• [TEXT SEGMENT]

14-year study finds that quitting smoking adds years to life
Participants who quit had a 46% lower death rate
In a new study of 5,887 middle-aged smokers with mild lung disease, those who were randomly assigned to a quit-smoking program had a lower death rate than those assigned to usual care, even though only 21.7 percent of them actually quit smoking.
The annual death rates were 8.8 per 1000 participants in the quit-smoking program and 10.4 per 1000 in the usual care group. The annual death rates for those who actually quit was even more positive: 6.0 per 1000 patients compared with 11.0 per 1000 in those who did not quit smoking. Overall, the death rate of those in both groups who were able to quit smoking was 46 percent lower than those who did not quit.
The study, “The Effects of a Smoking Cessation Intervention on 14.5-year Morality,” is the first experimental study to show that stopping smoking adds years to life. It is published in the Feb. 15, 2005, issue of Annals of Internal Medicine. The findings were based on data from the Lung Health Study. Randomized trials like the Lung Health Study are widely regarded as the gold standard for proof among clinical studies. “We know that people who smoke should quit smoking,” said one of the study authors, John E. Connett, PhD, professor of biostatistics of the University of Minnesota School of Public Health. “This study showed that with very simple lung function tests — spirometry — we can find people who can benefit the most from an intensive quit-smoking program,” Connet said. “And it not only made them healthier and feel better, it caused substantial reductions in death rate.”

Entries drawn from a collection:

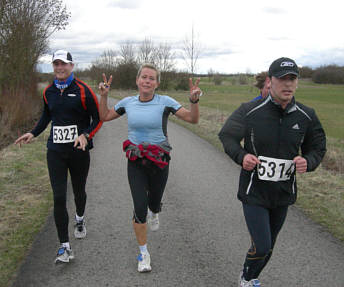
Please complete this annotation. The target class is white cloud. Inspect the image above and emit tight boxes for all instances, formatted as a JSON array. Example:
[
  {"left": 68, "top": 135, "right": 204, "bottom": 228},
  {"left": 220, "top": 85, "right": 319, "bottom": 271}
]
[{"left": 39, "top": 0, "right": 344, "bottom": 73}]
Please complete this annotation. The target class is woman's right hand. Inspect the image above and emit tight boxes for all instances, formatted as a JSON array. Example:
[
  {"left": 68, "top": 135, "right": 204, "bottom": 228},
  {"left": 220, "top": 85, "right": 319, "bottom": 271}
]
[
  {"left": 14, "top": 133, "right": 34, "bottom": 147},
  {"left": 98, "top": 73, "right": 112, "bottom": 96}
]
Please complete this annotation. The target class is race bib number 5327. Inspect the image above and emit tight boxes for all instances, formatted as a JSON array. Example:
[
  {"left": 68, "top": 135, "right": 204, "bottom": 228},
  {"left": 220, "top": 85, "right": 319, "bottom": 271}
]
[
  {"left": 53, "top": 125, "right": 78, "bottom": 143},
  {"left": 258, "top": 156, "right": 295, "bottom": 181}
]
--
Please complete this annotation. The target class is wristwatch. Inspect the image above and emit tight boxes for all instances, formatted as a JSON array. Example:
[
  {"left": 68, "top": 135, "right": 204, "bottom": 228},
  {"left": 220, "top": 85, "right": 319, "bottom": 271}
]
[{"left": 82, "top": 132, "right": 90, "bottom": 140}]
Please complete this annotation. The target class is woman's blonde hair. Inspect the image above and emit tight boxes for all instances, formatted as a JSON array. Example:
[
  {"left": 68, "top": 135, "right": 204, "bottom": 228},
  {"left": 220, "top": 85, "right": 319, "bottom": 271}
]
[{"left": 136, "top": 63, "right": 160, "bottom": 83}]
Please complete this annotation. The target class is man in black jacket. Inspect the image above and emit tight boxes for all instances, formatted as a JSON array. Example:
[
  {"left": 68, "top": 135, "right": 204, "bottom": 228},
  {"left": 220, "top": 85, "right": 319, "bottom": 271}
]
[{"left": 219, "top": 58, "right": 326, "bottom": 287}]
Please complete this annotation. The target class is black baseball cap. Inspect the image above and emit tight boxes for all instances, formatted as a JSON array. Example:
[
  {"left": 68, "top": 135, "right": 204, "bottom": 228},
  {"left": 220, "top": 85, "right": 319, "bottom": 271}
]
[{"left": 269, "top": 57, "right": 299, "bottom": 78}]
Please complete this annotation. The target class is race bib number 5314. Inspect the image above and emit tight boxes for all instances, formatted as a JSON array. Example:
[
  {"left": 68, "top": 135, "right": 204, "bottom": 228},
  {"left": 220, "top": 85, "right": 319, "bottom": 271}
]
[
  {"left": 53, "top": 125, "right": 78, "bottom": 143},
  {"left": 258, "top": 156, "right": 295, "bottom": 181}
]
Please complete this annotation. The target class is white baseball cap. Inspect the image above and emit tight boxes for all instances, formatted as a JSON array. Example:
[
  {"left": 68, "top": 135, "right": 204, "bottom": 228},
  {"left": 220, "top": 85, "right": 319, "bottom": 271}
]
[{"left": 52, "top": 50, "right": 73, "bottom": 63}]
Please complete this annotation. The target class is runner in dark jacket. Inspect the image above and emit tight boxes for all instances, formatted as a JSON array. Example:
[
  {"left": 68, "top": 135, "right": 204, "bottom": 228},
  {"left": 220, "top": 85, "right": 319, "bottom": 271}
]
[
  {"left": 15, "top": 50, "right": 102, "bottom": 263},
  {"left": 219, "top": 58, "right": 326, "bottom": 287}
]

• [TASKS TO CARRY OUT]
**a.** According to the article on quitting smoking, why do its findings count as strong proof among clinical studies?
**b.** From the article on quitting smoking, return the passage that begins at the words "The annual death rates were" and ends after the words "did not quit.", reproduced word for word.

• [SOLUTIONS TO THE TASKS]
**a.** The findings are based on data from the Lung Health Study, which is a randomized trial. Randomized trials like it are widely regarded as the gold standard for proof among clinical studies.

**b.**
The annual death rates were 8.8 per 1000 participants in the quit-smoking program and 10.4 per 1000 in the usual care group. The annual death rates for those who actually quit was even more positive: 6.0 per 1000 patients compared with 11.0 per 1000 in those who did not quit smoking. Overall, the death rate of those in both groups who were able to quit smoking was 46 percent lower than those who did not quit.